**THINGS TO DO**:
1. Print the passage of the agroforestry text between "Global climate change" and "long-term global threats.", inclusive.
2. Proceed with the text on agroforestry and climate change mitigation, picking up from where it stops.

**SELECTED EXTRACT**:
Mitigation of climate change through Agroforestry

Global climate change is increasingly recognized as the greatest global threat facing humanity.  For the majority of the world’s population, the persistent problems of food insecurity, rural poverty, and the struggle to develop and sustain new sources of economic growth must now be considered against a backdrop of uncertainty and change in historical climatic patterns.  Separately and together, governments, and international organizations need to respond to the immediate concerns of extreme poverty, environmental degradation and climate change.  Under mounting time pressures, there is an urgent need to evolve win-win solutions that address both these immediate local and long-term global threats.

Carbon sequestration in agricultural soils and woody perennials, and the transfer of carbon credits through market structures, represent one such win-win opportunity.  Reforestation and agro-forestry systems offer perhaps the greatest potential to remove large quantities of carbon from the atmosphere. Indeed, such offsets are the only way to remove current atmospheric carbon dioxide as all other mitigation measures can only reduce future emissions.  Trees grow in all but the most extreme conditions (e.g., deserts and arctic).  Their physiology enables them to tolerate intra-annual climatic fluctuations of greater magnitude and duration than annual species, thus allowing them to mitigate risks to which annual crops are most vulnerable, and which with increased climatic change, will become increasingly common.   Many tree species also yield additional high-value products – edible fruits and leaves, fodder for livestock, gums and oil-bearing nuts for human and industrial uses, including feedstock used in the manufacture of biofuels – that offer a perfect opportunity for creating a win-win situation through removing carbon from the atmosphere and providing new sources of income for farmers worldwide.  In fact, the patentable approach developed at Michigan State University – Carbon2Markets™ – focuses on the co-development of market value-chains for sequestered carbon and secondary products.  This approach, which includes a specific model for project development and measurement of its carbon, is pivotal to enlisting the managerial skills and lands of tens of millions of farmers around the world in the struggle to slow and abate climate change.

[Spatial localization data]
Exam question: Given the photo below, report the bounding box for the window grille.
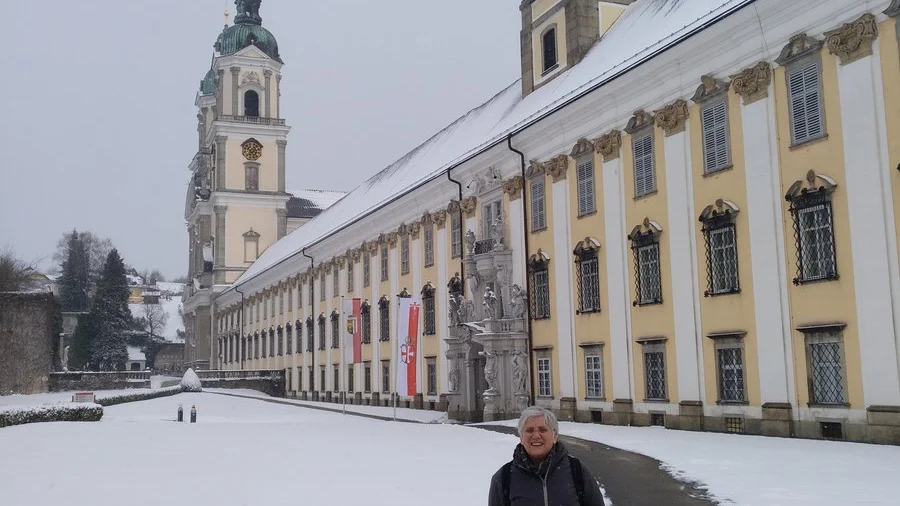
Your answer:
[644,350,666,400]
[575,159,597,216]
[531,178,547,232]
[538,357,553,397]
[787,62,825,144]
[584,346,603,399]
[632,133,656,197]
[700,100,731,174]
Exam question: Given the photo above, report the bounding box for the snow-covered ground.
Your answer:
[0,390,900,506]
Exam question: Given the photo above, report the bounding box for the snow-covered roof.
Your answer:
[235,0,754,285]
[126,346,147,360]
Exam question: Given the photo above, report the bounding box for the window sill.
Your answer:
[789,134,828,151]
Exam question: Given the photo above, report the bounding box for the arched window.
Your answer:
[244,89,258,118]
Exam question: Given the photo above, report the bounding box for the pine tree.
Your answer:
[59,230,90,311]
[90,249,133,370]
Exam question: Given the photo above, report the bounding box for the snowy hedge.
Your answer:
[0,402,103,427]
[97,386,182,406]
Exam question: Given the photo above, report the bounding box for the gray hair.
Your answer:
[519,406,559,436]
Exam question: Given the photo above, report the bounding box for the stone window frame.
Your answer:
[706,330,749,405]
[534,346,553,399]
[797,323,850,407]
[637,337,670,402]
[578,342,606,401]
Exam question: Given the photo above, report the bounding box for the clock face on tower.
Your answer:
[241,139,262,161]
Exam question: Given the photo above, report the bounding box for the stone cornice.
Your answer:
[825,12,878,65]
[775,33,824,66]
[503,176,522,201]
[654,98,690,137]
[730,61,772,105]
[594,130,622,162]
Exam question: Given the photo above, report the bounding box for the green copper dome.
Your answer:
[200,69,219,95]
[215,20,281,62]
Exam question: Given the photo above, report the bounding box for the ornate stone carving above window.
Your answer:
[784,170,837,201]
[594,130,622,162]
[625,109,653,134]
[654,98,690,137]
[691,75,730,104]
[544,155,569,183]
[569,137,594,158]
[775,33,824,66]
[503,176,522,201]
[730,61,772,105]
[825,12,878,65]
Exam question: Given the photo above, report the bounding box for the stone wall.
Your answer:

**ANSWERS BELOW**:
1.
Global climate change is increasingly recognized as the greatest global threat facing humanity.  For the majority of the world’s population, the persistent problems of food insecurity, rural poverty, and the struggle to develop and sustain new sources of economic growth must now be considered against a backdrop of uncertainty and change in historical climatic patterns.  Separately and together, governments, and international organizations need to respond to the immediate concerns of extreme poverty, environmental degradation and climate change.  Under mounting time pressures, there is an urgent need to evolve win-win solutions that address both these immediate local and long-term global threats.

2.
Forestry and Agroforestry. Most of the carbon market trade involves emission reduction credits but there is also growing interest in the use of trees and forests for absorbing carbon dioxide from the atmosphere. The Clean Development Mechanism (CDM) of the Kyoto Protocol and some voluntary carbon markets, such as the Chicago Climate Exchange, allow countries and companies to offset their carbon emissions by carrying out tree planting projects. There is also considerable evidence that forests and agroforestry (the planting of trees on farms) in developing countries provide substantial benefits to rural dwellers, national economies, and the environment. Trees provide a range of products for home use such as food, timber, firewood, medicines, and fodder as well as products for sale, boosting farm incomes, rural economies, and national exports. Trees on farms and in forests can also provide a range of environmental services, such as conserving biodiversity, reduced soil erosion and sedimentation in rivers and lakes, and increased soil fertility. Moreover, what is often unrecognized is that while forested area is declining in developing countries, tree cover on farms is rapidly increasing, as farmers substitute for the tree products they formerly accessed from forests and seize market opportunities for selling tree products. Agricultural land now accounts for over double the area of forested land in Africa, giving justification to the slogan that, “the future of trees is on farms.